PASSAGE PROVIDED:
⟨
David Mainse (August 13, 1936 – September 25, 2017) was a Canadian televangelist, broadcast executive and producer, and an evangelical Christian leader. He was the founder of Crossroads Christian Communications and host of the long-running Christian talk show 100 Huntley Street.

Early life
Mainse was born on August 13, 1936 in Campbell's Bay, Quebec. He was raised in a rural area near Ottawa, Ontario, then continued his education at Sudbury Secondary in Sudbury. Mainse was highly influenced by his father, Roy Lake Mainse (1896–1972), who worked as a missionary in Egypt, and then as a Holiness Movement Church pastor in Ontario and Quebec.

Mainse determined to go into ministry while still a teenager. He studied theology at Eastern Pentecostal Bible College (now Master's College and Seminary) in Peterborough, Ontario and was ordained. He pastored Pentecostal Assemblies of Canada churches in Brighton, Deep River and Hamilton. He met and married Norma-Jean Rutledge in 1958.

Television career
He began his communications ministry in 1962 with a 15-minute program following the late night news on affiliate CHOV in Pembroke, Ontario, while he pastored in Deep River. He later began a television program called Crossroads. The program gradually expanded to stations across Canada, but with minimal penetration into the American heartland.
⟩
THINGS TO DO:
1/ Answer these from the David Mainse text:
(a) In what town was Mainse born?
(b) In what year did Mainse marry Norma-Jean Rutledge?
(c) On which station did his first 15-minute program air in 1962?
2/ In the David Mainse text, turn the paragraph that begins "Mainse determined to go into ministry" into a short bulleted list that keeps its main facts.
3/ Extend the David Mainse text, picking up after its final sentence.
The rows that follow have nothing to do with the David Mainse text.

ENTRIES SUPPLIED:
⟨
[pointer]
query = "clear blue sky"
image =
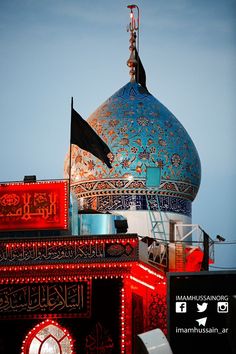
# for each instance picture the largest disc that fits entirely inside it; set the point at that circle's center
(51, 50)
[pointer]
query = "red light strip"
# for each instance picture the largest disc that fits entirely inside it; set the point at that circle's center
(122, 320)
(142, 282)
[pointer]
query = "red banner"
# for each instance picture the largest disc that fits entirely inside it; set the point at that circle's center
(34, 206)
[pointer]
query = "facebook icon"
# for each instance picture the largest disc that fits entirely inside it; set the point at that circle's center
(180, 307)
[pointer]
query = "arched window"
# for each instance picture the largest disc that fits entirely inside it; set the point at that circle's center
(48, 337)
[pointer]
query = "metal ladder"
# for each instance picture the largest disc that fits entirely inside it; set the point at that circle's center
(157, 226)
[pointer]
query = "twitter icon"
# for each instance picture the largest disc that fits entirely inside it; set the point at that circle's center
(202, 307)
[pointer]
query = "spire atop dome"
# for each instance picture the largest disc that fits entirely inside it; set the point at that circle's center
(133, 28)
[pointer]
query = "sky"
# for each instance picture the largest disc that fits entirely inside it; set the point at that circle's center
(51, 50)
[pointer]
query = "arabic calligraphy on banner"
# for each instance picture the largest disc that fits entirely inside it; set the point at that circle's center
(61, 299)
(85, 249)
(34, 206)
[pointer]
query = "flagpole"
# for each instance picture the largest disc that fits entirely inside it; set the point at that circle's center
(70, 148)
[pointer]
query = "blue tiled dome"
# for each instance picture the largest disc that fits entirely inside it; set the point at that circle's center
(140, 132)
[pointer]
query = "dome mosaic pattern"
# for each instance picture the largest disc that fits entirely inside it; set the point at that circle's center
(141, 132)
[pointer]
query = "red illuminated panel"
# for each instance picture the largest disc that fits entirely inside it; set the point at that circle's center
(34, 206)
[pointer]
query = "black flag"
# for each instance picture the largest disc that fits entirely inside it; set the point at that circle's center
(83, 135)
(140, 75)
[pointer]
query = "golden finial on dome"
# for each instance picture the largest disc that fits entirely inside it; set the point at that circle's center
(133, 28)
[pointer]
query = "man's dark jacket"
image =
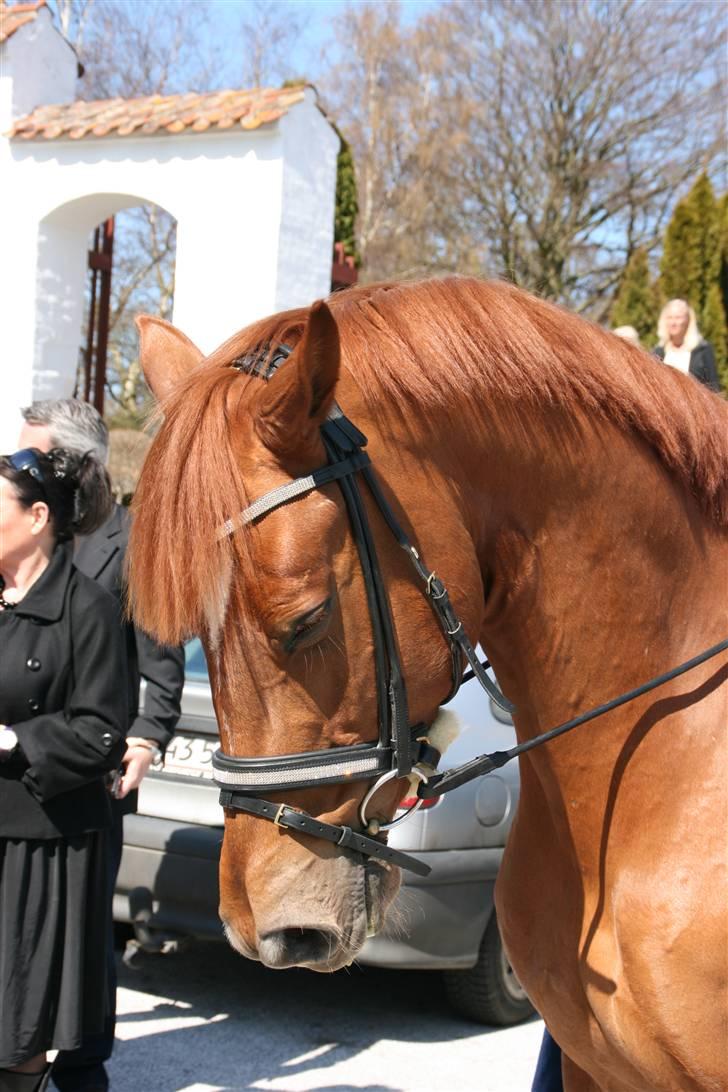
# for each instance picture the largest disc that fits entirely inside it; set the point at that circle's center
(702, 364)
(102, 556)
(62, 691)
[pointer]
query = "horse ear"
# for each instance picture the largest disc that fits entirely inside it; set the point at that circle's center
(165, 354)
(297, 399)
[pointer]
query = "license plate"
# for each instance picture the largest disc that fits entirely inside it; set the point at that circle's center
(189, 756)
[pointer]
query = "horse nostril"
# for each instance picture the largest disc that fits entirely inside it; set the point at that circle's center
(297, 947)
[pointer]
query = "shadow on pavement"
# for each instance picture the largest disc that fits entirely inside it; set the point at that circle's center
(239, 1023)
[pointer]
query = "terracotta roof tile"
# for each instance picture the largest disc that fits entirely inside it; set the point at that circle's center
(12, 16)
(175, 114)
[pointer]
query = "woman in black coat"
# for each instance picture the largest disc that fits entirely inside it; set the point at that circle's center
(682, 346)
(62, 715)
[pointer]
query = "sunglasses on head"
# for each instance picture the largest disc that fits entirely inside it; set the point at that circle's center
(26, 460)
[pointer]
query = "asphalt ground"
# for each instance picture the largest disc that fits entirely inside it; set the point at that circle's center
(207, 1020)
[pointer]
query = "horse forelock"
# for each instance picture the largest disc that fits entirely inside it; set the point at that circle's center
(482, 354)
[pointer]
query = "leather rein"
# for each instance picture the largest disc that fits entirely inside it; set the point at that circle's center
(402, 749)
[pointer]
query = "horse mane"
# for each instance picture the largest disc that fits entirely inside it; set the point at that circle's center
(457, 348)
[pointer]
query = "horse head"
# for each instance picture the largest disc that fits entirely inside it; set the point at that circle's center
(282, 610)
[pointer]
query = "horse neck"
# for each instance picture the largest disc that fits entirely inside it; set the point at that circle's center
(598, 569)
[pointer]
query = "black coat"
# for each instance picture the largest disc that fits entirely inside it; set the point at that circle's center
(702, 364)
(62, 690)
(102, 557)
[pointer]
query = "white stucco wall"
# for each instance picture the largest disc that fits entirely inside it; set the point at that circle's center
(254, 213)
(37, 67)
(307, 211)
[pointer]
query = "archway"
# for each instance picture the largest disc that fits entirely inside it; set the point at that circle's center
(61, 303)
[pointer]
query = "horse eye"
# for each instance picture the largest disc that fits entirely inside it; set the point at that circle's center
(308, 625)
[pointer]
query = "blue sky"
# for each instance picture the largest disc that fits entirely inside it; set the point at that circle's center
(317, 16)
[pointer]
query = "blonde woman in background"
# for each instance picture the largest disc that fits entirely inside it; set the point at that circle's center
(681, 344)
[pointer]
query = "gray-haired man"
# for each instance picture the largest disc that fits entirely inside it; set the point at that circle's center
(69, 423)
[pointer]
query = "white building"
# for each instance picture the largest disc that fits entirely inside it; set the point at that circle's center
(249, 176)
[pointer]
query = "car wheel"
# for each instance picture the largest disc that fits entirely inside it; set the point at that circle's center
(489, 992)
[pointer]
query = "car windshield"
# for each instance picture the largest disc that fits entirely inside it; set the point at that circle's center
(195, 668)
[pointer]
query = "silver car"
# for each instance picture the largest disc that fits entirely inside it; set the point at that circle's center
(167, 885)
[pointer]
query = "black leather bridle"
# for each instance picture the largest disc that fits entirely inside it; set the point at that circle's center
(402, 749)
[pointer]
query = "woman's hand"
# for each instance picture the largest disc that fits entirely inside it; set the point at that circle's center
(138, 758)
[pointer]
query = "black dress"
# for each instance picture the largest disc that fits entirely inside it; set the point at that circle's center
(62, 690)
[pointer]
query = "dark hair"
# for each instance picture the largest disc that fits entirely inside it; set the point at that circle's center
(75, 488)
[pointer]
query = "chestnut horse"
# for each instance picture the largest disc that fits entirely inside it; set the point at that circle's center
(572, 494)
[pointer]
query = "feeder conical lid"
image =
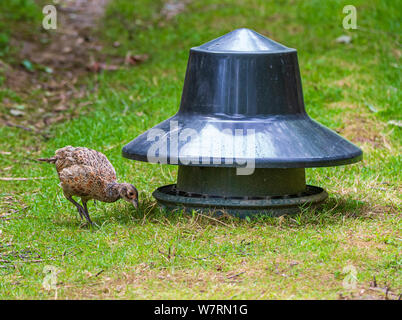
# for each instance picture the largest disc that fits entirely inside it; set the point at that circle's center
(242, 103)
(243, 40)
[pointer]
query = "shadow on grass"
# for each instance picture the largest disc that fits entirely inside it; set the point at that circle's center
(332, 212)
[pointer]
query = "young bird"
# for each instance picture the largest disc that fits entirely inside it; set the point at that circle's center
(88, 174)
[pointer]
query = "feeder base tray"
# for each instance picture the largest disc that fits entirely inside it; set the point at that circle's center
(172, 198)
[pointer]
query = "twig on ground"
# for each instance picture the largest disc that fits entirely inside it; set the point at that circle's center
(22, 179)
(236, 275)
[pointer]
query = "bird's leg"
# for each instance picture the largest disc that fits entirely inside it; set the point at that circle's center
(79, 208)
(86, 213)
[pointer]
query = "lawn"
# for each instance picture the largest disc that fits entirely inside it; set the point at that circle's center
(352, 88)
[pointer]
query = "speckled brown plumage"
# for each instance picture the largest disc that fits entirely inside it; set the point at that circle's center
(88, 174)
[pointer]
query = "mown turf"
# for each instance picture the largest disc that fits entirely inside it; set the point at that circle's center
(149, 253)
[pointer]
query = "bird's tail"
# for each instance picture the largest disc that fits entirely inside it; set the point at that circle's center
(49, 160)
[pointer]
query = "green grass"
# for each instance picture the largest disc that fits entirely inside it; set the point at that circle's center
(148, 254)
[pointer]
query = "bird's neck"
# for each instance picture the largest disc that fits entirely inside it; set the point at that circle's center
(112, 192)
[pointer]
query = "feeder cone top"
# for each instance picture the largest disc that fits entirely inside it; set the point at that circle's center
(242, 102)
(242, 40)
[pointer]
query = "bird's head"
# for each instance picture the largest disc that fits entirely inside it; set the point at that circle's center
(129, 193)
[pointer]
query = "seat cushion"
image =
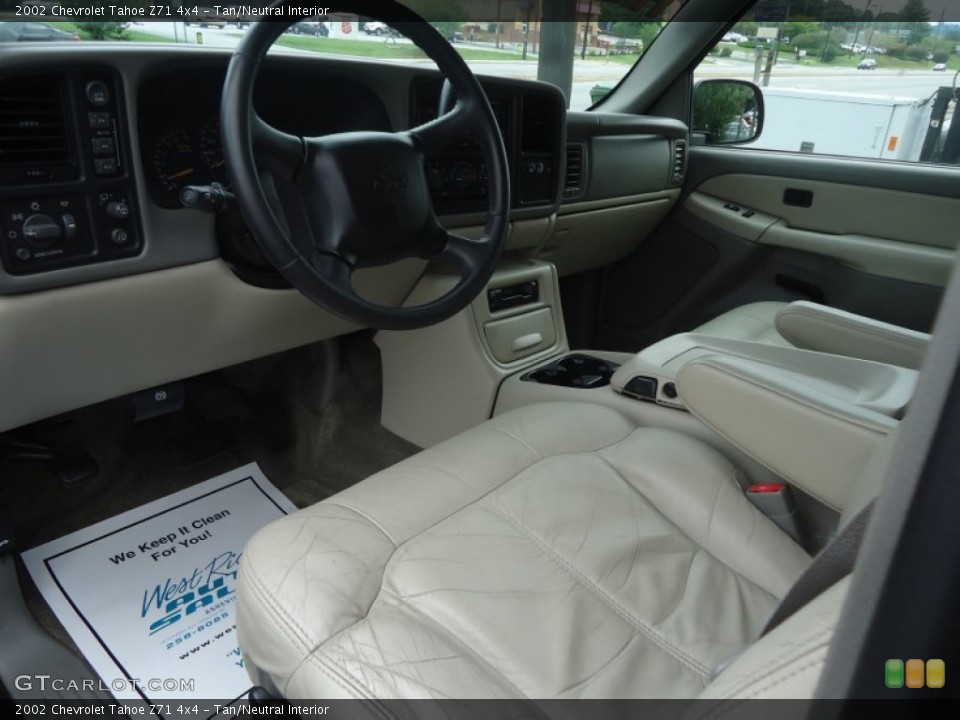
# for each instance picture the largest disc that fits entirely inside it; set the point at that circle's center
(556, 551)
(755, 322)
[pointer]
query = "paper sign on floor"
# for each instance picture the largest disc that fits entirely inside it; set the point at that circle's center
(148, 596)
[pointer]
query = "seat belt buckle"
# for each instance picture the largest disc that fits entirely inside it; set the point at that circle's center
(775, 500)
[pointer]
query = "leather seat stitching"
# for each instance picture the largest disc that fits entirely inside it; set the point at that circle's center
(702, 548)
(449, 634)
(604, 597)
(787, 657)
(518, 439)
(366, 517)
(287, 624)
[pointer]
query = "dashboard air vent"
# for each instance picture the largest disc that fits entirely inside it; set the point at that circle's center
(573, 182)
(33, 128)
(679, 160)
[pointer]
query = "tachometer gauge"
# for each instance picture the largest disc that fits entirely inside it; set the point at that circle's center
(175, 161)
(212, 150)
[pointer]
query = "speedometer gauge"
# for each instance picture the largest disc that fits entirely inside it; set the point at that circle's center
(175, 161)
(212, 150)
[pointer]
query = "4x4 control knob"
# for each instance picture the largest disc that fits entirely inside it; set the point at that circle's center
(117, 210)
(41, 230)
(119, 236)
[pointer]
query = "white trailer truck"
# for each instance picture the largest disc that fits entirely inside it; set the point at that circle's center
(833, 123)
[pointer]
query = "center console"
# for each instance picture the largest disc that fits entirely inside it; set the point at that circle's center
(67, 196)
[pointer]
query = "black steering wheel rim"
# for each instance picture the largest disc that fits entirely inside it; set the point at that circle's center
(287, 185)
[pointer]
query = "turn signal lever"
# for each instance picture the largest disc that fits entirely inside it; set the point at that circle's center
(207, 198)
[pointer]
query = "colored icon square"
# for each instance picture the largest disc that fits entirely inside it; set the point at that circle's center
⟩
ANSWERS FOR THE EXERCISE:
1/
(a) Campbell's Bay, Quebec
(b) 1958
(c) CHOV in Pembroke, Ontario

2/
- Decided on ministry as a teenager
- Studied theology at Eastern Pentecostal Bible College (now Master's College and Seminary) in Peterborough, Ontario, and was ordained
- Pastored Pentecostal Assemblies of Canada churches in Brighton, Deep River and Hamilton
- Married Norma-Jean Rutledge in 1958

3/
In 1975, Mainse left the pastorate to focus full-time on television and evangelism projects. He began the ministry known as Crossroads Christian Communications in the early seventies with Circle Square, a children's telecast that has been carried in over 50 countries and continues to be shown in some.  Mainse later made the fictional ranch a reality as the summer camp, Circle Square Ranch. At its peak there were 11 Circle Square Ranches across Canada.

In 1976, Mainse began a project to telecast daily. He took the initiative and obtained a $100,000 a year, 20-year lease on a building at 100 Huntley Street in downtown Toronto that was suitable for conversion into a television studio. The lead program of this new production company took the studio's address as its name.  On June 15, 1977, the interview/talk show 100 Huntley Street (based on The 700 Club in the United States) was launched. This TV program featured more than 14,000 guests such as Billy Graham and Charlton Heston, and in 2015 was reported as one of three Canadian TV programs attracting over one million viewers each week. Crossroads produced a short-lived program for teenagers, Inside Track, in 1978.

In 1979, outside the Toronto mayor's office, Mainse protested the gay publication The Body Politic, saying that "parents and all decent people are particularly disgusted by the perversity, which publishes and disseminates anti-child, anti-parent dehumanizing materials." During the rally, Mainse was filmed protesting alongside Ken Campbell.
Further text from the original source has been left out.